*Written request*. Collect every line below that contains the string "bottle", and copy each one in full. Case counts: uppercase and lowercase letters must match.

*Entries provided*.
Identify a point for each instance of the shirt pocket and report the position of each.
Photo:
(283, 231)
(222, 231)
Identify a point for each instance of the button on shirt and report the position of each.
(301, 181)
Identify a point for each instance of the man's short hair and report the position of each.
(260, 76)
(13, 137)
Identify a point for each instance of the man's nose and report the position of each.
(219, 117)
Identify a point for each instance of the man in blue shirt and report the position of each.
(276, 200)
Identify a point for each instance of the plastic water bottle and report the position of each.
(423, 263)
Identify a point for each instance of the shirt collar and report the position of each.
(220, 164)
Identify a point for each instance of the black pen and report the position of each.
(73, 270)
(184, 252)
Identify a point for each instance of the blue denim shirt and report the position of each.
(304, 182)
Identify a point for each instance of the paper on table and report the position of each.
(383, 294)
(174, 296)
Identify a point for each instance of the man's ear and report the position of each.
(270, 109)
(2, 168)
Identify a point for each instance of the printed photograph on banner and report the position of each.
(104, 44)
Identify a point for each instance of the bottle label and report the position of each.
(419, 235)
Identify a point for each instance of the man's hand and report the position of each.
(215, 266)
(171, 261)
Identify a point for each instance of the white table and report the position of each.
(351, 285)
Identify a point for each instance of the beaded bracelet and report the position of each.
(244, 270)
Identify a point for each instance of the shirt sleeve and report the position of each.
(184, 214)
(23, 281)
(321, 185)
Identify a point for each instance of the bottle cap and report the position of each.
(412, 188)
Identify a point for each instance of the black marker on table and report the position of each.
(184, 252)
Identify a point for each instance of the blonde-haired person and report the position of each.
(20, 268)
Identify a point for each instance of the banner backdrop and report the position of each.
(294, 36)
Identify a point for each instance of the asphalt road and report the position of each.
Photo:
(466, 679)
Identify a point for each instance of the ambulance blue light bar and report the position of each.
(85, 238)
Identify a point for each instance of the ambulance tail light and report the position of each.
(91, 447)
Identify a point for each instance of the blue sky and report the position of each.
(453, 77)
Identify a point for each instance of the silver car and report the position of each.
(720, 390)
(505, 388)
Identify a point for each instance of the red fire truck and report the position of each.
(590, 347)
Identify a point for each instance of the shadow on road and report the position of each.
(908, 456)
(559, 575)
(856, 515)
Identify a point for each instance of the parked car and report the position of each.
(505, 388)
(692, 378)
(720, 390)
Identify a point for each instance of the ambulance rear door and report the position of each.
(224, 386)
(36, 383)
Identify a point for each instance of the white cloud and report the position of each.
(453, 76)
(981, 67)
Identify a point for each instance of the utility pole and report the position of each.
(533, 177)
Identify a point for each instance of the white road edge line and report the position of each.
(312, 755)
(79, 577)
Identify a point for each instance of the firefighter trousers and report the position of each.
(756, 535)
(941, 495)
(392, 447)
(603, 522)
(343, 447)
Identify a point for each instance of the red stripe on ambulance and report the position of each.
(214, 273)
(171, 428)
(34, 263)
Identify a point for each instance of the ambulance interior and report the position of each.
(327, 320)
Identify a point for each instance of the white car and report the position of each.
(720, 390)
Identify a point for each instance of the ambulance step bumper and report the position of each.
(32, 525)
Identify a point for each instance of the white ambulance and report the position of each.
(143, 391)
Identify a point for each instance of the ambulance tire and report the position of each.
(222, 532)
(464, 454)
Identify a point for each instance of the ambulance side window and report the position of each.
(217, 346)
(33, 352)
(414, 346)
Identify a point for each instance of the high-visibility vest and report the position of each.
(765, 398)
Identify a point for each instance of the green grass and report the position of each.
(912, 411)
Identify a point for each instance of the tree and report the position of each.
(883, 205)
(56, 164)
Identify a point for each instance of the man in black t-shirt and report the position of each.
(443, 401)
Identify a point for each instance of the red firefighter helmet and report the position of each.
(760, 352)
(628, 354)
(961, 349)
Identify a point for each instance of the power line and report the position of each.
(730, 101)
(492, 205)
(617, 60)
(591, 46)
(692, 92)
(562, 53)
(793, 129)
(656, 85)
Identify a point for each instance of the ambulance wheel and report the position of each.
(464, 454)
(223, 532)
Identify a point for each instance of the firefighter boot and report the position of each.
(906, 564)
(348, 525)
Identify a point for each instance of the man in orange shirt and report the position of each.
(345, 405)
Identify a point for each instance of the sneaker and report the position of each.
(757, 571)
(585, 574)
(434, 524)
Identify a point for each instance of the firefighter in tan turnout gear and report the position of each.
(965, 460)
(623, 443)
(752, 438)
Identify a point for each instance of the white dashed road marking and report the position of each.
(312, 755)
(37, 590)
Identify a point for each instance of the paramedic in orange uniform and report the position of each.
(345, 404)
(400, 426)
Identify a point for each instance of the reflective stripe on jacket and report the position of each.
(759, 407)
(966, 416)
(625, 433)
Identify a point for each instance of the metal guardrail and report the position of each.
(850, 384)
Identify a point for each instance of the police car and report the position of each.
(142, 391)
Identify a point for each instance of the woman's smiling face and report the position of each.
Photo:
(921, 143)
==
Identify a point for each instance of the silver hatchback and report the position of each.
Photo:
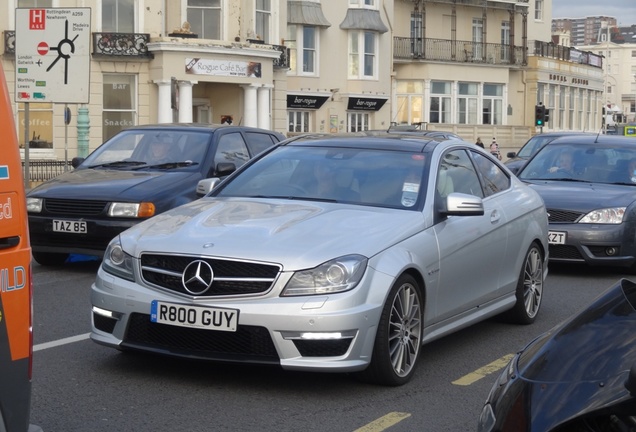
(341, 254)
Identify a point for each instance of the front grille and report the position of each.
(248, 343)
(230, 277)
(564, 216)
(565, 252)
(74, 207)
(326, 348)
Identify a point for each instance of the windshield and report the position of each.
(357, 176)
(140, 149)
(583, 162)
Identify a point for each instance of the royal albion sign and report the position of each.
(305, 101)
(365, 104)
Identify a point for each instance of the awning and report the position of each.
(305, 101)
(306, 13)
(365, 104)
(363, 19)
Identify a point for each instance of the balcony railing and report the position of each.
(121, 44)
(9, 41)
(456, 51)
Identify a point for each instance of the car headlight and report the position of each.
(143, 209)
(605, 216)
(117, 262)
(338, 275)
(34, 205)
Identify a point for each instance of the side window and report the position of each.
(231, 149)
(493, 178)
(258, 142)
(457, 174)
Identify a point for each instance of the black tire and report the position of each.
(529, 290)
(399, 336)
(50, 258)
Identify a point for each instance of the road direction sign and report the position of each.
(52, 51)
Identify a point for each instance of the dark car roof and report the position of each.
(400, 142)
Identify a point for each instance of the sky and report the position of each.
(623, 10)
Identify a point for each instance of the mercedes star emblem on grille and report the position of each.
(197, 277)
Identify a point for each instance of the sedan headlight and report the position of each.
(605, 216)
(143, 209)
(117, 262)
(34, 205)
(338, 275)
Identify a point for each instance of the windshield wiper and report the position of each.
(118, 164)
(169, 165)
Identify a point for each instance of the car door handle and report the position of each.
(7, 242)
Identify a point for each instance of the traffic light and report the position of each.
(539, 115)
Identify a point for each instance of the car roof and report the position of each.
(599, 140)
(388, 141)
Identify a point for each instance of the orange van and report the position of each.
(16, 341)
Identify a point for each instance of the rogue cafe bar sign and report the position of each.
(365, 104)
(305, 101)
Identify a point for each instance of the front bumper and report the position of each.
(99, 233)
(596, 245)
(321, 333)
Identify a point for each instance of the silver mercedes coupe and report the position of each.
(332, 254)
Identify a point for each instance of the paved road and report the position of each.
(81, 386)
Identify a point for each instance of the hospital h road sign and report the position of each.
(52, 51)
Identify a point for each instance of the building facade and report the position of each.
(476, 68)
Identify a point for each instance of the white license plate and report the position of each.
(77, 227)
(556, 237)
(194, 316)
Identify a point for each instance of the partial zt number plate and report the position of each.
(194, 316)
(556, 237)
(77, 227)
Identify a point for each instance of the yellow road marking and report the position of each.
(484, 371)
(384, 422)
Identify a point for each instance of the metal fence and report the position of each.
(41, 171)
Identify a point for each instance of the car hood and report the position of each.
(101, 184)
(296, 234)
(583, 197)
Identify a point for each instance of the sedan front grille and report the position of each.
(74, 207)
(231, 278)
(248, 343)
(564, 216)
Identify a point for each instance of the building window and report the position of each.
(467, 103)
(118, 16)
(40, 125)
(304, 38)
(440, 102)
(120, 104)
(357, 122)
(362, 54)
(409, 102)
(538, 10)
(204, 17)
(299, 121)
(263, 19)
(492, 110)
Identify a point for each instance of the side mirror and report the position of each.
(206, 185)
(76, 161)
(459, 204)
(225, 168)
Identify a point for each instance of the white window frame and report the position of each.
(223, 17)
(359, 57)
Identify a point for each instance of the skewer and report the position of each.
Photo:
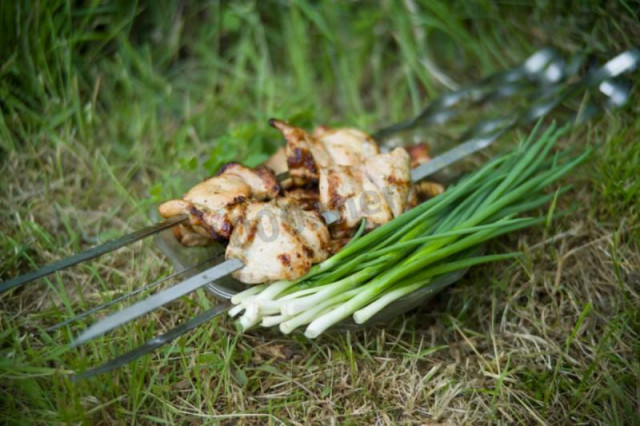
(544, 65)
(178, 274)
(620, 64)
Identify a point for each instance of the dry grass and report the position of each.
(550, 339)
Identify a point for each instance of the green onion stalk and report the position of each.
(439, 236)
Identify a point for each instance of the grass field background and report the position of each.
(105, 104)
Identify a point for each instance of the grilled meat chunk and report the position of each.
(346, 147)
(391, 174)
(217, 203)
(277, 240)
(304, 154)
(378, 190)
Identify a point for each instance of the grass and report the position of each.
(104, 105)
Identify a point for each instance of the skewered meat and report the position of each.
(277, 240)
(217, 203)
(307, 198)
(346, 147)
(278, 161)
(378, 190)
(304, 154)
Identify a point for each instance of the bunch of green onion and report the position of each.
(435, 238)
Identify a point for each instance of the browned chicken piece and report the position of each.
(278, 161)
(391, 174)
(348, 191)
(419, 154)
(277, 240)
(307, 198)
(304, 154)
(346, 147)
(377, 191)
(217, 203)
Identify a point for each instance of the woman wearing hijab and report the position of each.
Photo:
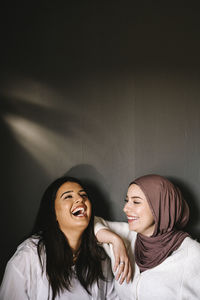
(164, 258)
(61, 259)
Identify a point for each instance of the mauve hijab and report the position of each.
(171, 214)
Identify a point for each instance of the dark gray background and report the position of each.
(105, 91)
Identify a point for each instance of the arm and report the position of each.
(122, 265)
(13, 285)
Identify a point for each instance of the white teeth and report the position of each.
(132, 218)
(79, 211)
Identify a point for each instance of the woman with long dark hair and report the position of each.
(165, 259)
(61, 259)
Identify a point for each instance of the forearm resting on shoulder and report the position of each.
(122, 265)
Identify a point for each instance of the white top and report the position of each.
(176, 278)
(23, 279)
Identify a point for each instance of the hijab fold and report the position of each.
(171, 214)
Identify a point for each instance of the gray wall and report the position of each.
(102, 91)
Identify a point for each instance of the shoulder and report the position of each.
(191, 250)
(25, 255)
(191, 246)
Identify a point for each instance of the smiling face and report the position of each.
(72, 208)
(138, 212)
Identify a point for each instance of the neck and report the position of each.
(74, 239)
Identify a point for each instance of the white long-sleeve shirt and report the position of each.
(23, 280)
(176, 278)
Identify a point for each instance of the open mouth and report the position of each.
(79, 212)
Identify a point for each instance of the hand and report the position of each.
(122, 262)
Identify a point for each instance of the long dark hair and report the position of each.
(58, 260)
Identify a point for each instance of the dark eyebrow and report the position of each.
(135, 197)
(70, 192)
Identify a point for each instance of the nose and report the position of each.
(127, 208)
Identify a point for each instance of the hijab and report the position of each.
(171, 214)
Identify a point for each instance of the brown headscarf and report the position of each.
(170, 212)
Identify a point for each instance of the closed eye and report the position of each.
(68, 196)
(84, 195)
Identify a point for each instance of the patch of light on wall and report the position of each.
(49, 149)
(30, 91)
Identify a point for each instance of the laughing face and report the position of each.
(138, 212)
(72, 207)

*Finished task*.
Identify a point for each instance of the plastic water bottle and report the position of each.
Identify a point for each instance of the bottle label and report the position of each.
Identify a point for each instance of the bottle cap and report the position of each.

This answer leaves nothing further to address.